DIRECTIONS FOR THIS TASK: Please return the part of the Cannes film passage starting at "For all the" and ending at "the Spotify playlist.", copied word for word.

While no British films played in competition this year, everyone was certainly talking about Andrea Arnold’s Cow. A Cannes regular, with films like Red Road and American Honey, Arnold’s latest is her first documentary.
Shot over a few years, it chronicles the life of a dairy cow, from the daily drudge of being milked to the occasional frolic in the pastures. The bovine equivalent to the recent Gunda, which largely focused on the titular sow in arty black-and-white, this is more down’n’dirty, though no less shocking. It’ll be interesting to see how many vegans are spawned from watching this.
For all the difficulties the festival has endured, the quality of the filmmaking has been of a very high standard. It started with a crash-bang, thanks to the Sparks-scored musical Annette. Marking French director Leos Carax’s first English-language movie, it was every bit as bonkers as the earlier films that he built his career on like Les Amants du Pont Neuf and Holy Motors. Adam Driver and Marion Cotillard play a troubled couple in the spotlight – he’s a stand-up comic, she’s an opera singer. The real draw, though, are the songs by Sparks siblings Ron and Russell Maels. Definitely one for the Spotify playlist.
François Ozon’s competition entry Everything Went Fine is among the very finest of the prolific French director’s extensive body of work. Adapted from the novel Everything Went Well by Emmanuèle Bernheim, it sees a fine turn from Sophie Marceau (remember her?) as the daughter of an ageing, no-nonsense father (André Dussollier), who calmly announces that he wants to die. While euthanasia is illegal in France, Marceau’s character reluctantly must organise for his wishes to be carried out in a clinic in Switzerland. Peppered with black humour (just the right amount), it never moralises about the ethics of assisted suicide. The result was hugely satisfying.

DATA SHOWN:
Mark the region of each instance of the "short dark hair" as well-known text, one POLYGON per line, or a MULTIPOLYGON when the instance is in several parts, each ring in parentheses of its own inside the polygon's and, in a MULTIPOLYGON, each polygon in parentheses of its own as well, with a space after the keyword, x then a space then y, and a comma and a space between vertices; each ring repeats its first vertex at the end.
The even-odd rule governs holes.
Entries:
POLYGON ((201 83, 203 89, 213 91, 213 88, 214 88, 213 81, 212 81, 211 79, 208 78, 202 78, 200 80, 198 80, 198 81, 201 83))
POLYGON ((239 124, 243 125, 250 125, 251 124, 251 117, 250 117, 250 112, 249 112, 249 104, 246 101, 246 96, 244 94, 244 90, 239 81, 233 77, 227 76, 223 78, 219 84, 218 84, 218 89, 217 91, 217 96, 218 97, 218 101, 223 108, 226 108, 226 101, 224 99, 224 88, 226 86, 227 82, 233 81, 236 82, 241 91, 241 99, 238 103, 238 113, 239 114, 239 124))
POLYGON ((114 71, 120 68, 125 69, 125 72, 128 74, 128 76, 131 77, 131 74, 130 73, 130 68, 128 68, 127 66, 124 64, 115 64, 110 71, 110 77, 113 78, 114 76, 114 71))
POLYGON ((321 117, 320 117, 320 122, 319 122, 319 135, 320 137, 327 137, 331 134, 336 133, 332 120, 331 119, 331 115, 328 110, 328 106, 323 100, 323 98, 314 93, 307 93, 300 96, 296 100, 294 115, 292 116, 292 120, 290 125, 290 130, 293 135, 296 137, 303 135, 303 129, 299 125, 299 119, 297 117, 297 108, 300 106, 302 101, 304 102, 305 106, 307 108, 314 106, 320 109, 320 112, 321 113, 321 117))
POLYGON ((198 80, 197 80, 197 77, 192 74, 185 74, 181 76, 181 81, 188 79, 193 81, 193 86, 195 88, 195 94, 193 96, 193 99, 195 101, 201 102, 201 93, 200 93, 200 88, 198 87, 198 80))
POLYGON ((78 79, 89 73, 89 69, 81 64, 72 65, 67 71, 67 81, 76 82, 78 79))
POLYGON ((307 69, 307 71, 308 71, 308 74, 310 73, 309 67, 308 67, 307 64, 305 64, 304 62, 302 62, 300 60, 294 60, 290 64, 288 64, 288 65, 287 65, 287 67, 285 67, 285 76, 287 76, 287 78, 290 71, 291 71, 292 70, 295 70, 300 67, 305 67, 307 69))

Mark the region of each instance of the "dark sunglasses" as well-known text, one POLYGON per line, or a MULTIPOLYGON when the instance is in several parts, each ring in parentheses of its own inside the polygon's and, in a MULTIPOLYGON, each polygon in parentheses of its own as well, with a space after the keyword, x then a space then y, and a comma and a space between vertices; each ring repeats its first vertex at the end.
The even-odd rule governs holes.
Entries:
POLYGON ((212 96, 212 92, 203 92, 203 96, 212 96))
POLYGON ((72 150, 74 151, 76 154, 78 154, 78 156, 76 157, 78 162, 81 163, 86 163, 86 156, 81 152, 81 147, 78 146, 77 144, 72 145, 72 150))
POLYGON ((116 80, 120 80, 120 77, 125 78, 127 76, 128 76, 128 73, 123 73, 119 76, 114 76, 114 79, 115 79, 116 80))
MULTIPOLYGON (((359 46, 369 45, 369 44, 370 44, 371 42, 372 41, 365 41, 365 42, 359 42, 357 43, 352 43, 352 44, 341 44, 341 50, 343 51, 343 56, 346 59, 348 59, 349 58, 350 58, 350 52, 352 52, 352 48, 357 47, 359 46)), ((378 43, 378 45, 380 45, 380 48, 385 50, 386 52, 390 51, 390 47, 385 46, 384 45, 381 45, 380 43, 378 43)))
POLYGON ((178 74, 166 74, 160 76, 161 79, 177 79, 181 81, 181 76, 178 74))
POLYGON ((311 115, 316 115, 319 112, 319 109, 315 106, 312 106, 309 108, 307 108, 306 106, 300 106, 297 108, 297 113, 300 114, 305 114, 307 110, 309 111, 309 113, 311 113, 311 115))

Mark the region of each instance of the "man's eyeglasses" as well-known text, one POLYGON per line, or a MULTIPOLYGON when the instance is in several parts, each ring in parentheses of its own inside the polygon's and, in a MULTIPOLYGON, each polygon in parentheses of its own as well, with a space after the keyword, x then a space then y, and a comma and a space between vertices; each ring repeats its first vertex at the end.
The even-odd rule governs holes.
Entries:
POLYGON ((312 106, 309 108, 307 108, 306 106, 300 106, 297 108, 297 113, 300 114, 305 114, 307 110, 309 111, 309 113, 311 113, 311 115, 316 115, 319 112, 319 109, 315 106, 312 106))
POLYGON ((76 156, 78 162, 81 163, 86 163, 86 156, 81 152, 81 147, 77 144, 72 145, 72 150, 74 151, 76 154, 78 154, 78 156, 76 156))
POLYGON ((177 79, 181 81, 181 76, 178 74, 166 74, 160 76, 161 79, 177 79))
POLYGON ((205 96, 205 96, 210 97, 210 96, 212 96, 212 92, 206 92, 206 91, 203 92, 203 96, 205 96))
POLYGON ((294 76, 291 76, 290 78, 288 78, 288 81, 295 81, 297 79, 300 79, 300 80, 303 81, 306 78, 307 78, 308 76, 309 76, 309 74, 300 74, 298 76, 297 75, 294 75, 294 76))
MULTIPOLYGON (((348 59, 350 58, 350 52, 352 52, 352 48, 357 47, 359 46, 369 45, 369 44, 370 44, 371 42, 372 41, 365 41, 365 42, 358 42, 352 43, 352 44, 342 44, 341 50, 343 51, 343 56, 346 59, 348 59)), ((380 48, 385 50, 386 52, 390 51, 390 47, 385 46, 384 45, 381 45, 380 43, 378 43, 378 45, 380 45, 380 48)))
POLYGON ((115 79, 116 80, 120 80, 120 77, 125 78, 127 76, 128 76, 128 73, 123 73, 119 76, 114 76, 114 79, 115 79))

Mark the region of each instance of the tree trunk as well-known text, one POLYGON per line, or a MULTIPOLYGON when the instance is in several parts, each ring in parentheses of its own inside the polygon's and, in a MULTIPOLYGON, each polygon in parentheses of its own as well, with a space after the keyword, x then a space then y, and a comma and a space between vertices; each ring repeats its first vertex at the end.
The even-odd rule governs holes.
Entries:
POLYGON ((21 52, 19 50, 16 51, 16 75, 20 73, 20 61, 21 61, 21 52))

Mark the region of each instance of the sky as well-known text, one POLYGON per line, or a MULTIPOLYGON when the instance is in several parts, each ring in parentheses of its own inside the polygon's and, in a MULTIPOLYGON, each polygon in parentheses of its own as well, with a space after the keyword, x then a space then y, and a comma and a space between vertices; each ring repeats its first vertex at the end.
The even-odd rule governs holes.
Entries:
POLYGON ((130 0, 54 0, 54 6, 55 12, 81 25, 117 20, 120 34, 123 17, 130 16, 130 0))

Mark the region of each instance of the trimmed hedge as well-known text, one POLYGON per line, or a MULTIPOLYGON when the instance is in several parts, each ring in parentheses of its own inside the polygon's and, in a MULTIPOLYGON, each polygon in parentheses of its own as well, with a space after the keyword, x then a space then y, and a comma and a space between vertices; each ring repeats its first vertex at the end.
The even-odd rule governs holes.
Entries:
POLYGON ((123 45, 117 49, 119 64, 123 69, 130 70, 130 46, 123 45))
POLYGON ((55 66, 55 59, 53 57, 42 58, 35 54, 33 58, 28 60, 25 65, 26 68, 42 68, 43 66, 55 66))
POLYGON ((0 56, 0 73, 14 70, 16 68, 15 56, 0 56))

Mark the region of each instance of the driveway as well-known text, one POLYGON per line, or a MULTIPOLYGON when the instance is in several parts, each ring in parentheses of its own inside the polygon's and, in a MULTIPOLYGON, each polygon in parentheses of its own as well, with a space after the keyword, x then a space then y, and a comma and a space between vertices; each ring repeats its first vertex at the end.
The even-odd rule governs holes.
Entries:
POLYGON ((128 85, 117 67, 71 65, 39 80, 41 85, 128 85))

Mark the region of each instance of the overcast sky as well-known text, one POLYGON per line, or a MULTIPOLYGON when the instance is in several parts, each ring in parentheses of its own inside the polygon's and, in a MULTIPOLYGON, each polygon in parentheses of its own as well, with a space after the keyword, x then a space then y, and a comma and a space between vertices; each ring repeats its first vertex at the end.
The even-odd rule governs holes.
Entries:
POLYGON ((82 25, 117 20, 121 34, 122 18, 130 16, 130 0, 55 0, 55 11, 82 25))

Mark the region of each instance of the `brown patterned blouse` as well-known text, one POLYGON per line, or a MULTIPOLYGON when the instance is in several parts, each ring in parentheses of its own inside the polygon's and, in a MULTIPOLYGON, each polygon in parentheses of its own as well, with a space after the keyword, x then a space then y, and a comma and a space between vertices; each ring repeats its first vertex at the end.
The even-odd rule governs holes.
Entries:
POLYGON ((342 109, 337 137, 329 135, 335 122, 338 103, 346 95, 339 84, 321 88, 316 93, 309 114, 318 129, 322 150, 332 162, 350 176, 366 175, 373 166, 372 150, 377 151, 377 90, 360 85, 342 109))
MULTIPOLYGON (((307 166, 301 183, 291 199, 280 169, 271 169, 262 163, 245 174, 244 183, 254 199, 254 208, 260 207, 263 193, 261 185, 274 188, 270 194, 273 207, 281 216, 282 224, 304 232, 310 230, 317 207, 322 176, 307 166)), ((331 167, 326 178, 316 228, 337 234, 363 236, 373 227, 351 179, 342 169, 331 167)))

EXERCISE OUTPUT:
For all the difficulties the festival has endured, the quality of the filmmaking has been of a very high standard. It started with a crash-bang, thanks to the Sparks-scored musical Annette. Marking French director Leos Carax’s first English-language movie, it was every bit as bonkers as the earlier films that he built his career on like Les Amants du Pont Neuf and Holy Motors. Adam Driver and Marion Cotillard play a troubled couple in the spotlight – he’s a stand-up comic, she’s an opera singer. The real draw, though, are the songs by Sparks siblings Ron and Russell Maels. Definitely one for the Spotify playlist.